AÇÕES SOLICITADAS —
A) Devolva o trecho do texto sobre o sono dos executivos que começa nas palavras "Para Frederico Porto, médico" e termina depois de "sono em dia.", sem qualquer alteração.
B) Reescreva de forma mais breve o parágrafo do texto sobre o sono dos executivos que começa com "Aliás, outro estudo", mantendo os dados principais.

╭─ TEXTO PARA REVISÃO

Para Frederico Porto, médico psiquiatra e professor da Fundação Dom Cabral, os executivos modernos têm a rotina de um atleta de alto desempenho. Porém, enquanto estes são obrigados a dormir cedo, aqueles seguem o caminho oposto. “Se é inaceitável que um jogador como o Ronaldo vá a uma balada antes de um jogo importante, por que toleramos que o líder, que administra companhias com orçamentos na casa dos bilhões, não durma?”
Aliás, outro estudo recém-publicado pela Universidade da Califórnia, também americana, aponta que atletas com restrição de sono gastam 4% a mais de energia durante uma atividade e atingem a exaustão 11% mais rápido em relação aos que têm o sono em dia.

╰─
╭─ LINHAS APRESENTADAS

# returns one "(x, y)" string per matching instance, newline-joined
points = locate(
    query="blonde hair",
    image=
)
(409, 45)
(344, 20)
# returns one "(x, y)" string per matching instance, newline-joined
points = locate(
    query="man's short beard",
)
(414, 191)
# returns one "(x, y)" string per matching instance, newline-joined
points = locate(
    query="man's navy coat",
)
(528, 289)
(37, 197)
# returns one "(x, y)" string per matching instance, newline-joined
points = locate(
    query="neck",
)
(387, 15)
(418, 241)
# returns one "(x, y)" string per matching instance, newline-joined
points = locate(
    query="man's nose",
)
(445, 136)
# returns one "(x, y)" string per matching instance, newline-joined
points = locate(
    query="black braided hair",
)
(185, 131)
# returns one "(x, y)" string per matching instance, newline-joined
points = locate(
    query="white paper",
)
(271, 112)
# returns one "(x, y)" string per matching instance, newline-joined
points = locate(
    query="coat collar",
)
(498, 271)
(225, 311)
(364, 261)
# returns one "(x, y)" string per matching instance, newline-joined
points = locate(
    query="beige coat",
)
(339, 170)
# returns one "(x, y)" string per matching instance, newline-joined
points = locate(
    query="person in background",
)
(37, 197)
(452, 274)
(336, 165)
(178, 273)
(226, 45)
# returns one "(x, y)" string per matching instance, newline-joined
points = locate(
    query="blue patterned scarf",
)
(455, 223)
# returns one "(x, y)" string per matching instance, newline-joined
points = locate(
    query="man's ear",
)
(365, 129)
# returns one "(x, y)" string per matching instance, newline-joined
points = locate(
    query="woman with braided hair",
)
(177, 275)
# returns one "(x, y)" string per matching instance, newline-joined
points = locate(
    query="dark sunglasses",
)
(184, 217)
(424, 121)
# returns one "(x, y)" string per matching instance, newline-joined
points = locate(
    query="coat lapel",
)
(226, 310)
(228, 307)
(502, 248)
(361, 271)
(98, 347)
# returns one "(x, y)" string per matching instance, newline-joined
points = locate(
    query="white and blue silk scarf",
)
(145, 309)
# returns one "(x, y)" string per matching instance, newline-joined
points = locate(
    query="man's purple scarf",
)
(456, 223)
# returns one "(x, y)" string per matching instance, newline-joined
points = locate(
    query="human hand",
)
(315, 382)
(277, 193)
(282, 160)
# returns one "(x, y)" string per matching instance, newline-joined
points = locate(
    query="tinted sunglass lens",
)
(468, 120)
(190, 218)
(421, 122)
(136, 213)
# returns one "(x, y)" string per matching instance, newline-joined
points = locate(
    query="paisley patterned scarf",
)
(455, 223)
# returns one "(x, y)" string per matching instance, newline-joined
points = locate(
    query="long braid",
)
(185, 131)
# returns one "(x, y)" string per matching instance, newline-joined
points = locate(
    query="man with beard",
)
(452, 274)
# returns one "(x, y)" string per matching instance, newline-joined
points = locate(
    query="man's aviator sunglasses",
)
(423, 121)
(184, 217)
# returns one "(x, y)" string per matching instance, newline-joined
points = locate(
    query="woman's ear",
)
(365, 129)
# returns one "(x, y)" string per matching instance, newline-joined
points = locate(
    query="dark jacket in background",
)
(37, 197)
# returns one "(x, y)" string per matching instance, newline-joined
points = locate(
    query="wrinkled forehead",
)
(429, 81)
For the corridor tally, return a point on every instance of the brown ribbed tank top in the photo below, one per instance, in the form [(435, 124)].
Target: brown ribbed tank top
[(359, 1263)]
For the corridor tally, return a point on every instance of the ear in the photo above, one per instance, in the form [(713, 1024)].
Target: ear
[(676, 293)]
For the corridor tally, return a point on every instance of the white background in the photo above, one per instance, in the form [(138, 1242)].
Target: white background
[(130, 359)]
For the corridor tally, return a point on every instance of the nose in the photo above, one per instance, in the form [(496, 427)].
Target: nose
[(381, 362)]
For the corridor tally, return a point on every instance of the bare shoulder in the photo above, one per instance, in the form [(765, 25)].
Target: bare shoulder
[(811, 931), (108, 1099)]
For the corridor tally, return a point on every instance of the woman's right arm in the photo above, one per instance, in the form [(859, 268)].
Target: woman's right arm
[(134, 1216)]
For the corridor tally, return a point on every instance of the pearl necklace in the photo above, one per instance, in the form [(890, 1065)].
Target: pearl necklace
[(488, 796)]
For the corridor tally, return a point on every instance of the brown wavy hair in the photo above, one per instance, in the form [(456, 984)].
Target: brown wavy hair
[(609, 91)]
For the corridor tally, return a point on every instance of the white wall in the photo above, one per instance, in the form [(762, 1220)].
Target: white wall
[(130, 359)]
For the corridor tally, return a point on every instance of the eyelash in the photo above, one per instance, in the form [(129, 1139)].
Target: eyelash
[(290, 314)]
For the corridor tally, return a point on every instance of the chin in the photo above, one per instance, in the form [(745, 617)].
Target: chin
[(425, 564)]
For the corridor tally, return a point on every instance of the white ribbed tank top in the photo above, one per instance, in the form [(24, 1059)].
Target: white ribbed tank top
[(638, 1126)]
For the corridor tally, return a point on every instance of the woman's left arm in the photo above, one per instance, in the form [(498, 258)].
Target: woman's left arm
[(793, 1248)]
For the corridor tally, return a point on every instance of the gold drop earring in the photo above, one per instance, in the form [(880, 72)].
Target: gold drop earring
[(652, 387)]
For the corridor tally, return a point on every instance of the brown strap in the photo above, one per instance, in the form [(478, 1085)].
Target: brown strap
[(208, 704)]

╰─

RESPOSTAS POR TAREFA —
A)
Para Frederico Porto, médico psiquiatra e professor da Fundação Dom Cabral, os executivos modernos têm a rotina de um atleta de alto desempenho. Porém, enquanto estes são obrigados a dormir cedo, aqueles seguem o caminho oposto. “Se é inaceitável que um jogador como o Ronaldo vá a uma balada antes de um jogo importante, por que toleramos que o líder, que administra companhias com orçamentos na casa dos bilhões, não durma?”
Aliás, outro estudo recém-publicado pela Universidade da Califórnia, também americana, aponta que atletas com restrição de sono gastam 4% a mais de energia durante uma atividade e atingem a exaustão 11% mais rápido em relação aos que têm o sono em dia.

B) Um estudo recente da Universidade da Califórnia indica que atletas com restrição de sono gastam 4% mais energia durante uma atividade e chegam à exaustão 11% mais rápido do que os que têm o sono em dia.